### BRIEF
Locate each line in the records below that contains the string "cloud", and copy those lines in full.

### MATERIAL SHOWN
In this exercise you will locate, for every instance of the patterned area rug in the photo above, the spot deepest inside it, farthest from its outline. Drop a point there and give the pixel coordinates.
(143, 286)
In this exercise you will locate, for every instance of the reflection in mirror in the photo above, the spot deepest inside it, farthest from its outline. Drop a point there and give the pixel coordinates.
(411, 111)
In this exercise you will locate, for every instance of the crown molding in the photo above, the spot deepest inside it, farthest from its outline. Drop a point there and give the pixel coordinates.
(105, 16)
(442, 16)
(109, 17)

...

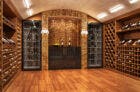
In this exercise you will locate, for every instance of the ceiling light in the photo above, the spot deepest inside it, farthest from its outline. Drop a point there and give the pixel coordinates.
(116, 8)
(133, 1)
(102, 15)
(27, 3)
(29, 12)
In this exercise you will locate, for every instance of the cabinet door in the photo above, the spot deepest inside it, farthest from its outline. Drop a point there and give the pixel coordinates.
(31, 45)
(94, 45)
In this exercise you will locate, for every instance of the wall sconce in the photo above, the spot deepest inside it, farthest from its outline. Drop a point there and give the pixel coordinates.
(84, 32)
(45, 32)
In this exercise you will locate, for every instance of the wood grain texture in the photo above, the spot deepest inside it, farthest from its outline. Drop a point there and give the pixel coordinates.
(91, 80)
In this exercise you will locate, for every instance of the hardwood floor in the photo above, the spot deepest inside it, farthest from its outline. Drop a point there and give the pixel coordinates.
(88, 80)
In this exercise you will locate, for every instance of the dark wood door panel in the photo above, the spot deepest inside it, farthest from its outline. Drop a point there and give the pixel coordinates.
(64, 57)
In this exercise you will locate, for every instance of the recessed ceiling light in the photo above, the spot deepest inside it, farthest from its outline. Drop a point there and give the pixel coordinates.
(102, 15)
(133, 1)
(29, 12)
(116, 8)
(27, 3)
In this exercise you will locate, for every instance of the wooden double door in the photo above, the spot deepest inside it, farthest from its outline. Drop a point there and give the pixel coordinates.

...

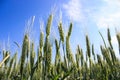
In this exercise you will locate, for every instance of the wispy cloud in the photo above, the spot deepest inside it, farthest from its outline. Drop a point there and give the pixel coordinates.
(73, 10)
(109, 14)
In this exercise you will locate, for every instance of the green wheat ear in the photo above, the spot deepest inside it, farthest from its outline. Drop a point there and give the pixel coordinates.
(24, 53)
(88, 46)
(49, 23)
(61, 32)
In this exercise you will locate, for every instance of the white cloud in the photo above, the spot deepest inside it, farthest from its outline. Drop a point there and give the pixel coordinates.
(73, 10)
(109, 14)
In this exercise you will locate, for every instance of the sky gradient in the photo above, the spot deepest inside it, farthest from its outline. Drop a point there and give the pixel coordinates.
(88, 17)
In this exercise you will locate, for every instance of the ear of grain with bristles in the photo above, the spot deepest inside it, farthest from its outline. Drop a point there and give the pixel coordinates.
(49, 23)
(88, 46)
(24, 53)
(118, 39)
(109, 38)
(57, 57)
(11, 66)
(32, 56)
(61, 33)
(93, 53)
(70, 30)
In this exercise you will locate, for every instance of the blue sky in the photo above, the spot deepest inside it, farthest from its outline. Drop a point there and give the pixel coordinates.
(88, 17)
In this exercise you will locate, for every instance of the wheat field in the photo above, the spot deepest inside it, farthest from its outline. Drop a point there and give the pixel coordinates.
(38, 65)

### RESPONSE
In this exercise you will locate, for every instance of the wispy cloud in the photo above, the spot deepest inside it, farthest from its outline. Drop a point there and give the pixel coordinates.
In this exercise you will locate, for every instance of the white cloud in the photo above, the spot deepest inside it, farthest from its outline. Drop a point there and give the pixel coordinates.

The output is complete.